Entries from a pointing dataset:
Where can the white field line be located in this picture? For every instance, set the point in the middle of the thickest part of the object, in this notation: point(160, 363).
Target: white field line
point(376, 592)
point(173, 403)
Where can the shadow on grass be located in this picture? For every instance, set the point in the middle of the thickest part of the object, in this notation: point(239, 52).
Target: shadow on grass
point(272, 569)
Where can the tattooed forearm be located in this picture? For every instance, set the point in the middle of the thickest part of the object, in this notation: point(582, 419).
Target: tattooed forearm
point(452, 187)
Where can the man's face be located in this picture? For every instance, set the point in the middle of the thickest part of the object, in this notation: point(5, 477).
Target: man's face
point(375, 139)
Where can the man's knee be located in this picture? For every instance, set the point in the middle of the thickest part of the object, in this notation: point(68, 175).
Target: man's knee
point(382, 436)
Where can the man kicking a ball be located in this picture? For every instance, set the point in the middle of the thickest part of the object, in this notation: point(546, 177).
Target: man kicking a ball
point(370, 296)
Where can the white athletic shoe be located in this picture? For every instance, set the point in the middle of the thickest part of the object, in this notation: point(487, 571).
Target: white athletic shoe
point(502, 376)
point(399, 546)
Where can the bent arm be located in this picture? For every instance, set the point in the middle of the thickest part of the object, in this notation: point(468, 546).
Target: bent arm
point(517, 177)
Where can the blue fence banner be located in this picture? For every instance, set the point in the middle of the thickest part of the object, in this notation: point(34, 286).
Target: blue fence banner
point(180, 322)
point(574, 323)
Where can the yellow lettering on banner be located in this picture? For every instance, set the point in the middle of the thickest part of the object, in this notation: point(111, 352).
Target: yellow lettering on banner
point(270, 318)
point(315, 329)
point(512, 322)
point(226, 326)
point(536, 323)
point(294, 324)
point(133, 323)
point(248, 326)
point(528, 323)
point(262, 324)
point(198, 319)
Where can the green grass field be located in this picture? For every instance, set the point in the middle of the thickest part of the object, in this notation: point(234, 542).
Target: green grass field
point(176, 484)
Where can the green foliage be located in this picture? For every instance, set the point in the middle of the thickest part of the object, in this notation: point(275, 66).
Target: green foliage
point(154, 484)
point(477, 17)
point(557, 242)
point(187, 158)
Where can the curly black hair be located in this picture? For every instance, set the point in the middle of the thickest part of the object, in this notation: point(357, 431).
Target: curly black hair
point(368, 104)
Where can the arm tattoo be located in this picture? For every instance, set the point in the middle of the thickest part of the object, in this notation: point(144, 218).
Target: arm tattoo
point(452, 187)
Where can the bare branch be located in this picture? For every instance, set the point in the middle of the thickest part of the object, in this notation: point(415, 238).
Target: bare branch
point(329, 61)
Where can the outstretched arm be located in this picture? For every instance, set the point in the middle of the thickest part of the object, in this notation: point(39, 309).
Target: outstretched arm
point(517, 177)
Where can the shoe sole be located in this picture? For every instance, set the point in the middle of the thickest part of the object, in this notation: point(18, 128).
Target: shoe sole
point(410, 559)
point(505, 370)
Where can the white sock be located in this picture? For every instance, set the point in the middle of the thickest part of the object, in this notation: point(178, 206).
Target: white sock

Problem:
Rewrite every entry above, replacing "thickest part" with "widest part" and leaving everything else unchanged.

In response:
Where can the white field line be located in this picture? For every instance, set the point in the middle of the widest part of the object, in this notation: point(160, 363).
Target: white field line
point(376, 592)
point(173, 403)
Where can the shadow on grass be located in this picture? For every instance, set the point in the middle of the widest part of the object, in this notation: point(239, 52).
Target: shadow on grass
point(272, 569)
Where can the tattooed forearm be located in this picture? For every instance, set the point in the middle of the widest part of the object, in this notation: point(582, 419).
Target: tattooed forearm
point(452, 187)
Where can the man's face be located in this picture? For every instance, set the point in the middle of the widest part of the object, in this notation: point(5, 477).
Target: man's face
point(375, 139)
Where can the man's knee be located in this picture? For every instance, set the point in the middle of the widest part of the object, in this notation: point(68, 175).
Target: man's knee
point(382, 436)
Where can the man kicking a ball be located in this picture? For every instance, set the point in the middle of the widest part of the object, in this notation: point(546, 177).
Target: man kicking a ball
point(370, 296)
Where can the white athletic shoe be located in this picture? For every instance, set the point in the middle of the widest part of the object, in this notation: point(487, 571).
Target: white athletic shoe
point(502, 376)
point(399, 546)
Where can the bent arm be located in this picture? For every instance, set the point in the middle of the widest part of the object, in this notation: point(468, 546).
Target: bent arm
point(517, 177)
Where can the blue fence banner be located in this picture? For every instance, set the point in the middle of the widest part of the object, in this notation: point(34, 286).
Target: blue fence banner
point(180, 322)
point(574, 323)
Where can the yellow lettering on banner be located in this picture? For every instance, set the point in the middle of the widest part of the object, in this notation: point(111, 352).
Target: yellow lettering on banner
point(270, 318)
point(315, 329)
point(512, 322)
point(226, 326)
point(536, 323)
point(294, 324)
point(133, 323)
point(248, 326)
point(528, 323)
point(262, 324)
point(198, 319)
Where can the green grass field be located in this picture? For every instance, set the point in the middle of the widest part of the object, in this notation: point(234, 542).
Target: green grass field
point(176, 484)
Where can the green foliage be located in this picture? For every instance, set the point in the middle of the widest part of the object, in this notation: point(275, 66).
Target: green foliage
point(154, 484)
point(477, 17)
point(557, 242)
point(187, 158)
Where can the curly black hair be located in this picture? For every instance, set the point in the middle of the widest part of the object, in this notation: point(357, 431).
Target: curly black hair
point(368, 104)
Where can the arm tattoo be located in this picture? For every instance, set the point in the middle of the widest part of the object, in this notation: point(144, 218).
Target: arm tattoo
point(452, 187)
Where can the bare branch be located in this picture? For every instance, set the point in the middle of the widest part of the object, in this notation: point(415, 238).
Target: bare branch
point(329, 61)
Where can the outstretched arm be located in this picture? For every instance, set the point in the middle of the widest part of the object, in this notation: point(39, 309).
Target: outstretched arm
point(517, 177)
Where can the shoe sole be located in this picture? For every instance, set the point in the middle of the widest part of the object, in this notation: point(18, 128).
Target: shoe sole
point(410, 559)
point(505, 370)
Where can the white sock be located in this picture? For every instance, set the point in the middle of the widest part of the object, in this notation: point(178, 206).
Target: white sock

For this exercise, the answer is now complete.